**Exercise prompt**
Copy exactly the lines from the beginning of the data down to and including the line holding "360), (993, 323)]]", without any pictures.

**Collected data entries**
################
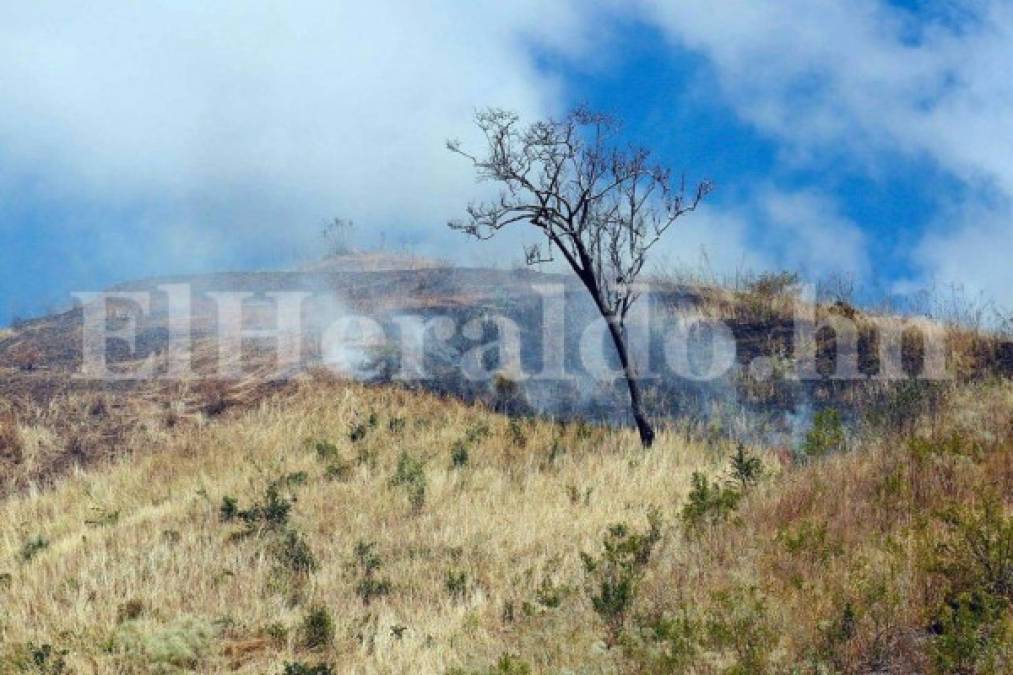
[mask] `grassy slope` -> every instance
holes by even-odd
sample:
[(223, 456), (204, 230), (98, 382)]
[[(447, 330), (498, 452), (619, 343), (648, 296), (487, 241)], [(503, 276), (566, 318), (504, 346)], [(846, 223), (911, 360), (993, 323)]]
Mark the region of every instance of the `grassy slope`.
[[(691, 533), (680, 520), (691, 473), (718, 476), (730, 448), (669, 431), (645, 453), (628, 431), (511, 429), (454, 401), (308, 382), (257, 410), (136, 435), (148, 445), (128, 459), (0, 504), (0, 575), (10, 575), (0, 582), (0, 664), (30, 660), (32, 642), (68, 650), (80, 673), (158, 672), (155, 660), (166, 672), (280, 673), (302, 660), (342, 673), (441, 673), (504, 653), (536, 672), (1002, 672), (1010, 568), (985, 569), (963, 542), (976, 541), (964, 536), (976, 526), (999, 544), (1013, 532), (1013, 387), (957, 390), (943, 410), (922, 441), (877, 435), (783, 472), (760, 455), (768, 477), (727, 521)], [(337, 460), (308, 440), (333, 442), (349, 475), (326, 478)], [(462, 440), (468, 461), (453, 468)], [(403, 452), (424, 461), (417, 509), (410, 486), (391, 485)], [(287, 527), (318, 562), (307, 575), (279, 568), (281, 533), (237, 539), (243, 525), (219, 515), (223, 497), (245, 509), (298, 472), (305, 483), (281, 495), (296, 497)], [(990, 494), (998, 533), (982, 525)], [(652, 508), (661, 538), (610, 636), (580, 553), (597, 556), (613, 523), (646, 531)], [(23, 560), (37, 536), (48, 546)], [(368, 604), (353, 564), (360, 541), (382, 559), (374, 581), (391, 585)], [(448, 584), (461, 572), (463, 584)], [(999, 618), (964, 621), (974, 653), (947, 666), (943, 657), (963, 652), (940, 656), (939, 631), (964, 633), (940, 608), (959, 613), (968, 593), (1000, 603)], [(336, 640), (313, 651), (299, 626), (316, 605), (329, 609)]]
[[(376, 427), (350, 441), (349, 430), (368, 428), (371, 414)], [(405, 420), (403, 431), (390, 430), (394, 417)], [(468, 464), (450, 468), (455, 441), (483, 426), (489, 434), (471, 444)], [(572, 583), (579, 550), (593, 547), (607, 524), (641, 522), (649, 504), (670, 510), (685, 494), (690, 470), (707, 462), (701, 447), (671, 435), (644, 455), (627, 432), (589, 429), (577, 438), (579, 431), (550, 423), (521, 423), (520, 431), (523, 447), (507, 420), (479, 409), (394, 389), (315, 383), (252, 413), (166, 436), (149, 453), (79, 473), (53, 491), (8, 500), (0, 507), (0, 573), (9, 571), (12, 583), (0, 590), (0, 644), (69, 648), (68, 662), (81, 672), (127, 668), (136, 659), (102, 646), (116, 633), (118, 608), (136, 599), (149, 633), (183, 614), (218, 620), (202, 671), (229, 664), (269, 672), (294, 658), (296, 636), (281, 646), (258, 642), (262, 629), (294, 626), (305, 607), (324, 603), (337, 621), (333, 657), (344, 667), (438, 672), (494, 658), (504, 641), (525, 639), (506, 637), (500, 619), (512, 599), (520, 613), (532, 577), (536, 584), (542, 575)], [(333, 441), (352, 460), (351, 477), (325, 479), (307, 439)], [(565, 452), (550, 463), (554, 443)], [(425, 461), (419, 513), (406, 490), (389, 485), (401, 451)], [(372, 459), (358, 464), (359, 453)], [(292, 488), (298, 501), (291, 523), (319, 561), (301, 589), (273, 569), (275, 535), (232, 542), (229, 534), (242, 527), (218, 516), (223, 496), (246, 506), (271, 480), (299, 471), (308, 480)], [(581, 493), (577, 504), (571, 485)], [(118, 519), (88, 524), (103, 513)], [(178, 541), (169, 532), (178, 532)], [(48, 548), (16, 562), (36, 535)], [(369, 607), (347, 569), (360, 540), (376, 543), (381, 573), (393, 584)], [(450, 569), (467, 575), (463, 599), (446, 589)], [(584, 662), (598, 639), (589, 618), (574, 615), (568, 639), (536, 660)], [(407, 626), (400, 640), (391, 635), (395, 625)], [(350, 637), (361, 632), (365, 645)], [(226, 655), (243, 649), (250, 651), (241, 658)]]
################
**Output below**
[mask] `grassy slope` -> every instance
holes by even-odd
sample:
[(223, 456), (204, 230), (98, 382)]
[[(447, 330), (498, 452), (619, 343), (648, 296), (487, 241)], [(503, 276), (566, 318), (504, 346)], [(846, 223), (911, 360), (993, 323)]]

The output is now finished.